━━━━━ SOURCE DATA
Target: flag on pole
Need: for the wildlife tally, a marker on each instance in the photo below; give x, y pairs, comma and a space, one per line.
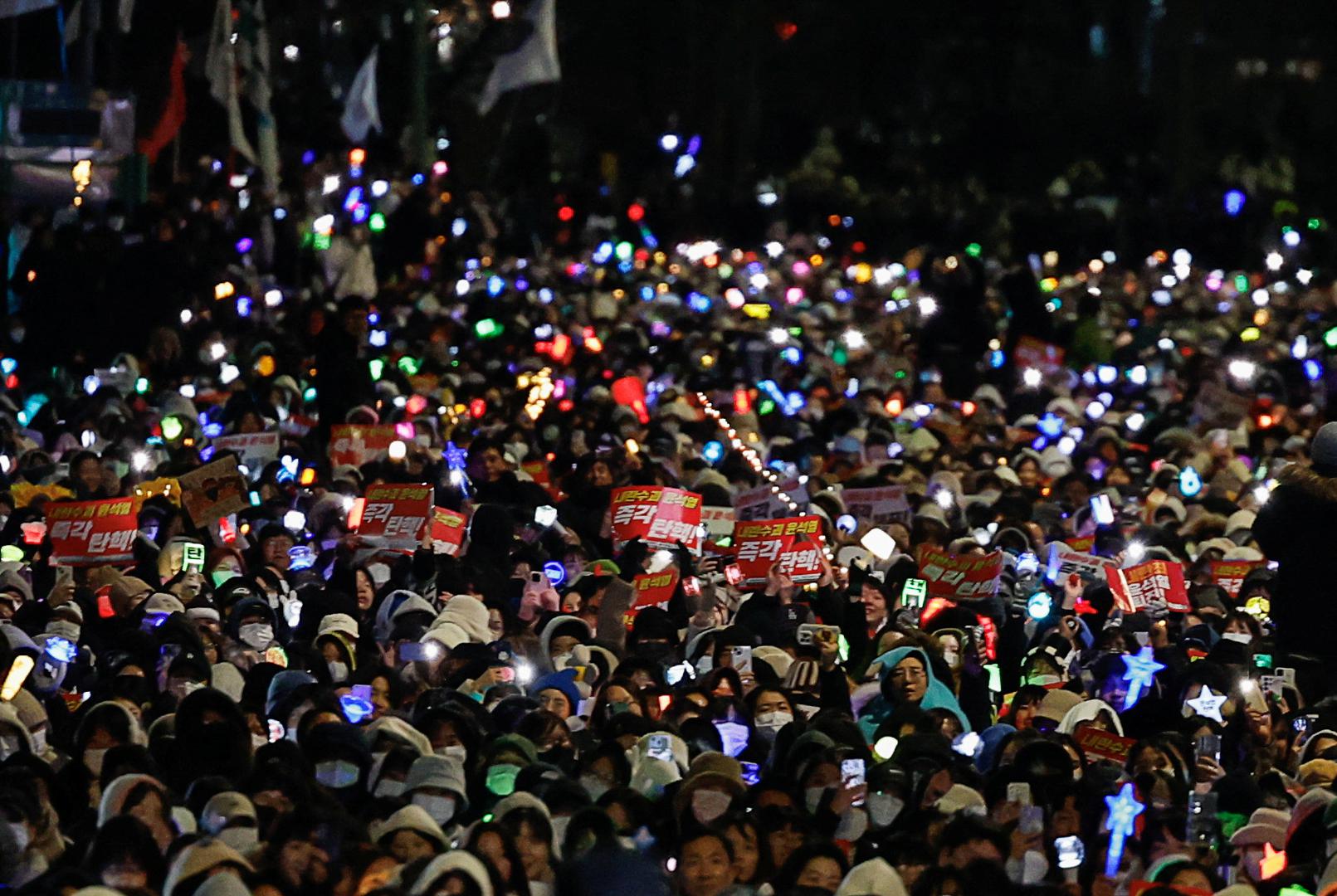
━━━━━━━━━━
━━━━━ SOURCE DATA
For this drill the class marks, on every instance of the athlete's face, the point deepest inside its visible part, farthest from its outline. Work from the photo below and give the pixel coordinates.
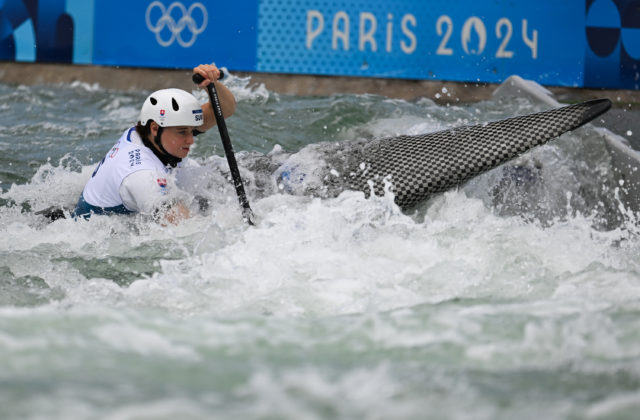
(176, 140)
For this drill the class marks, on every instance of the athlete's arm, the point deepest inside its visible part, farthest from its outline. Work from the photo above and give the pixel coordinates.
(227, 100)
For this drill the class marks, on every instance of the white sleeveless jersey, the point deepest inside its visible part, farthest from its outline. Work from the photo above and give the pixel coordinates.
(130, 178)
━━━━━━━━━━
▶ WHAT TO WORK ON:
Would you copy out exactly the lines above that start at the one containing "Target: flag on pole" and end at the one containing "Need: for the", inclusive?

▶ RESPONSE TO THE EXERCISE:
Target: flag on pole
Need: for the wildlife tally, a marker on each instance in the photo below; give x, y pairs, comma and a space, one per line.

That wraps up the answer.